▶ [Directions]: Word for word, restate every line of the listing that follows.

═══ Source data

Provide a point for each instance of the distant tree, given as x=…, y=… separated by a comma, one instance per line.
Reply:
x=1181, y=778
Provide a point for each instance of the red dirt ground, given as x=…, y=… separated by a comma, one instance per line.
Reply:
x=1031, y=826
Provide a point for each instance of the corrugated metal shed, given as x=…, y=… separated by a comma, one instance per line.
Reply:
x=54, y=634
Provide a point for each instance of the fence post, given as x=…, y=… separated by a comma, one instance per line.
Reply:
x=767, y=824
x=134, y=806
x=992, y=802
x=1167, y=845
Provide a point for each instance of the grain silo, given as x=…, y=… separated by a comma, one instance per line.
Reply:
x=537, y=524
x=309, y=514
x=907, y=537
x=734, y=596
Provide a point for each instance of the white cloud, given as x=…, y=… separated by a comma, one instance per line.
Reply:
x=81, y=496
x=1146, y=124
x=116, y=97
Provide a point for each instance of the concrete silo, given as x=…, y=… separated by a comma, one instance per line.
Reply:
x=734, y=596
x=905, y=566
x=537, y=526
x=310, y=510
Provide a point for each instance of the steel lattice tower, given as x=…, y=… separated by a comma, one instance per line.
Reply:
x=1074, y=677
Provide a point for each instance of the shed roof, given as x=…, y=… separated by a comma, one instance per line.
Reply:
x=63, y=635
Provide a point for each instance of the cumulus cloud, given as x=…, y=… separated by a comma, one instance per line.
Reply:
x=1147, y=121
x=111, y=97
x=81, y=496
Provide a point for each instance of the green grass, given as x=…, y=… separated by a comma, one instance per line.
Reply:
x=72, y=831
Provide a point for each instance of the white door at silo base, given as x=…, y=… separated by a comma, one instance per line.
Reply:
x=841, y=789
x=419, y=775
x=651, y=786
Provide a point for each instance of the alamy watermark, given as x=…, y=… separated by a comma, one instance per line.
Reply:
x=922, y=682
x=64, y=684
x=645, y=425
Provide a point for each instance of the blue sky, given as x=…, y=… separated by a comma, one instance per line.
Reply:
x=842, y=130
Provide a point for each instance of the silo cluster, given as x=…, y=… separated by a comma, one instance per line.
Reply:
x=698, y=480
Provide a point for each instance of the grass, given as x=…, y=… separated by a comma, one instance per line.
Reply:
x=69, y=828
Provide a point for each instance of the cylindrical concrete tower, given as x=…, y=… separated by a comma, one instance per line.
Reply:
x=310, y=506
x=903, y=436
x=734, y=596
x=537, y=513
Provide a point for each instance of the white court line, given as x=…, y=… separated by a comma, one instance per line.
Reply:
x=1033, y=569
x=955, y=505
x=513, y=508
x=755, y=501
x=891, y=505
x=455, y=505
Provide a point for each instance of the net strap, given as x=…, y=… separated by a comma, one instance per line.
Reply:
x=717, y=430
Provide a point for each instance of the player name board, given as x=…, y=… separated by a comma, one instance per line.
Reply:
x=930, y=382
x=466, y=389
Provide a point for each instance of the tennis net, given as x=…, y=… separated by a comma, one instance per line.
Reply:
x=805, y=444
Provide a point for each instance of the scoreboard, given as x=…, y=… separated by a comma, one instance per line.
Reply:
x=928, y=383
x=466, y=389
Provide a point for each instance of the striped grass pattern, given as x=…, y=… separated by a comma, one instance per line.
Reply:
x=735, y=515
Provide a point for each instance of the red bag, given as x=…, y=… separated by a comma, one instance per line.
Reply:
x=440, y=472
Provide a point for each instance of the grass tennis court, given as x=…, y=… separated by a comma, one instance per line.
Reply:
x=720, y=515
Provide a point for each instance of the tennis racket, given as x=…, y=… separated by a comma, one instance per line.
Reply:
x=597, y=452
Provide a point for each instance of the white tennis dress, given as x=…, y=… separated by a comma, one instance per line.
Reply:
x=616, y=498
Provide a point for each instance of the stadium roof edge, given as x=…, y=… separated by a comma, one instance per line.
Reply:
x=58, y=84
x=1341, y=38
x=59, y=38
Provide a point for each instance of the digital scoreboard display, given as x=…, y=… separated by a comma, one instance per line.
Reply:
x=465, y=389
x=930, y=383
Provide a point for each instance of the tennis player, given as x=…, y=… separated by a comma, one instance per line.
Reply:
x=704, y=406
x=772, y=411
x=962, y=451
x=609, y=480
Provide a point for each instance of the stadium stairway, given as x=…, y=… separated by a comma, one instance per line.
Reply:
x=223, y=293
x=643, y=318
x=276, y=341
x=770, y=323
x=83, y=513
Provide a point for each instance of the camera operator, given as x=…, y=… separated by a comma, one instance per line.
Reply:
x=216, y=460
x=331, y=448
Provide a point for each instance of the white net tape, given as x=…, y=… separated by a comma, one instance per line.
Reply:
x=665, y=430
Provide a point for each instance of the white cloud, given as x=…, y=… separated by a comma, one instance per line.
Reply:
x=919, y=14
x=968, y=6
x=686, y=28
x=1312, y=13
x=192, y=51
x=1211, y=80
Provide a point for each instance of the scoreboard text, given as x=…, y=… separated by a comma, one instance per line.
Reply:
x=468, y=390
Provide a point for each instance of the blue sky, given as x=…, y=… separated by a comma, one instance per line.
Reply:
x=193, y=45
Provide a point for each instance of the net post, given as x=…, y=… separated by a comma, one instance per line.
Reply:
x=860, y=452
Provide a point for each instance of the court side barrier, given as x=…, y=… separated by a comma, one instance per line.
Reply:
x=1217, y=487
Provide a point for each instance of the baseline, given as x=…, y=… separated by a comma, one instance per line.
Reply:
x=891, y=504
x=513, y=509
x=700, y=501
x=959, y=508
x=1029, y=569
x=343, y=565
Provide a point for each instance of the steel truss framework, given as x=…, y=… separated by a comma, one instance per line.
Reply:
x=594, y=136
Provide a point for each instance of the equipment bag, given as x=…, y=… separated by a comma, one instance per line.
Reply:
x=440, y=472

══════

▶ [Solution]:
Provide a point for each instance of the distant tree, given as x=…, y=… separated by a comma, one instance per line.
Reply:
x=1181, y=778
Provide a point for each instance of the red dirt ground, given as x=…, y=… separated by a comma, one instance per line.
Reply:
x=1031, y=826
Provide a point for each instance of the corrugated metal shed, given as x=…, y=… separated by a comma, one instance per line.
Reply:
x=54, y=634
Provide a point for each instance of the fence post, given as x=…, y=… separated by a comma, one instance per line.
Reply:
x=767, y=824
x=134, y=806
x=992, y=802
x=1167, y=845
Provide a point for each instance of the grain silo, given as x=…, y=… separated by a comma, one instance per line.
Reply:
x=537, y=524
x=309, y=514
x=907, y=537
x=734, y=596
Provide a point for each instance of the white cloud, given as x=…, y=… separated by a comma, one instance per line.
Reply:
x=81, y=496
x=1146, y=124
x=116, y=97
Provide a point for each instance of the concrete silo, given as x=…, y=… separated by a comma, one instance per line.
Reply:
x=734, y=596
x=905, y=566
x=537, y=526
x=310, y=510
Provide a point for each instance of the steel lattice tower, given as x=…, y=… separated by a comma, one instance per line.
Reply:
x=1074, y=677
Provide a point for each instance of the shed roof, given as x=…, y=… separated by a comma, one instance per line.
Reply:
x=63, y=635
Provide a point for each instance of the cumulus cloud, given as x=…, y=… separated by a comma, one instance per line.
Reply:
x=1147, y=121
x=111, y=97
x=81, y=496
Provide a point for each instance of the green grass, given as x=…, y=… separated by a comma, one instance per line.
Reply:
x=72, y=831
Provide a point for each instance of the white door at silo base, given as x=…, y=… separated by a comma, one instance per line.
Reply:
x=841, y=789
x=419, y=775
x=651, y=786
Provide a point for each instance of the alamy watermark, given as x=…, y=… separated by a comma, one instance per line.
Reply:
x=922, y=682
x=64, y=684
x=645, y=425
Provide a point for each instance of the blue sky, given as x=…, y=… separated by a comma, one instance per line.
Reply:
x=842, y=130
Provide a point for each instance of the silo cluster, given as x=…, y=… separated by a comma, one instance per line.
Reply:
x=698, y=480
Provide a point for each instance of the grass, given as x=…, y=… separated by a comma, one instance per line.
Reply:
x=69, y=828
Provide a point for each instance of the cylindrical concrete tower, given as x=…, y=… separated by a comma, one instance per line.
Reply:
x=310, y=506
x=903, y=436
x=734, y=596
x=537, y=513
Provide a point for each instance of the white court line, given as x=…, y=… separated by a comma, one instance per line.
Reply:
x=1033, y=569
x=955, y=505
x=513, y=508
x=755, y=501
x=891, y=505
x=455, y=505
Provide a point for each instance of the net strap, given as x=…, y=… separated by a comma, one instance per line.
Reply:
x=717, y=430
Provide a point for each instance of the player name board, given as x=…, y=… separated by a comma, one instance per line.
Reply:
x=930, y=382
x=466, y=389
Provide a point for each instance of the tennis net, given as x=…, y=… separated by a comma, one instance per line.
Reply:
x=805, y=444
Provide a point for each instance of the scoreboard, given as x=…, y=… separated by a comma, one instance per line.
Reply:
x=928, y=383
x=466, y=389
Provide a point for each instance of the striped grass pattern, given as x=…, y=… separated by a comma, one instance per line.
Reply:
x=735, y=515
Provide a point for each instance of the red bag, given as x=…, y=… separated by a comma, one instance per line.
Reply:
x=440, y=472
Provide a point for each instance of the grass tennis court, given as x=…, y=… separated by a comma, one instance per line.
Reply:
x=720, y=515
Provide a point for each instance of the tennis racket, given as x=…, y=… separated by a comma, one instance per line.
Reply:
x=597, y=452
Provide a point for each instance of the white tennis dress, given as x=…, y=… separated by a comma, one instance per line.
Reply:
x=616, y=498
Provide a point for each instance of the stadium roof edge, given as x=…, y=… separated by a comma, one instance per line.
Reply:
x=58, y=84
x=1341, y=38
x=59, y=38
Provide a point for each instance of the digital scoreboard display, given as x=…, y=… separated by a comma, one instance per line.
Reply:
x=465, y=389
x=930, y=383
Provide a point for each instance of the tennis player, given as x=…, y=… separated by a comma, one instance per line.
Reply:
x=704, y=406
x=772, y=411
x=962, y=451
x=609, y=480
Provide a point for each instance of the stadium stairway, given as x=…, y=… separated by a comma, one instance per line.
Reply:
x=223, y=293
x=643, y=318
x=276, y=341
x=770, y=323
x=83, y=513
Provide a point for each instance of the camera operator, given as x=…, y=… separated by a comma, one instance per line.
Reply:
x=216, y=460
x=331, y=448
Provide a point for each instance of the white net tape, given as x=…, y=… separated by a comma, one instance per line.
Reply:
x=665, y=430
Provide a point for each instance of the white cloud, given as x=…, y=… separated by a comma, one instance per line.
Reply:
x=919, y=14
x=968, y=6
x=686, y=28
x=1312, y=13
x=192, y=51
x=1211, y=80
Provide a point for each instance of the scoreboard text, given as x=…, y=… separated by a comma, one instance per line.
Reply:
x=468, y=390
Provide a point for each instance of the blue sky, given as x=…, y=… separated by a comma, one instance per line.
Reply:
x=193, y=45
Provide a point for each instance of the net post, given as x=…, y=… separated by a comma, one instance per line.
Reply:
x=860, y=452
Provide a point for each instance of the court side barrier, given as x=…, y=… separated by a comma, one instance per line.
Reply:
x=1217, y=487
Provide a point for each instance of the baseline, given as x=…, y=… separated by a comma, one instance per line.
Reply:
x=891, y=504
x=513, y=509
x=700, y=501
x=959, y=508
x=1029, y=569
x=343, y=565
Provide a point for each instance of the steel truss framework, given as x=…, y=… separated by a comma, one instance per line.
Reply:
x=594, y=136
Provide a point for each instance of the equipment bag, given as x=…, y=… separated by a comma, one instance per line.
Reply:
x=440, y=472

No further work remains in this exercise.